Data under study START

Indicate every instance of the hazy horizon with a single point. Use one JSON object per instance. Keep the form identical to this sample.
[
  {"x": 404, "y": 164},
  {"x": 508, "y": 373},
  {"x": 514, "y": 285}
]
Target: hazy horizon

Data under study END

Reproduce the listing above verbatim, from first line to last.

Finished exercise:
Indicate every instance of the hazy horizon with a single point. Use one JSON object per instance. Keep the form identical to this sample.
[
  {"x": 404, "y": 164},
  {"x": 508, "y": 373},
  {"x": 514, "y": 285}
]
Target: hazy horizon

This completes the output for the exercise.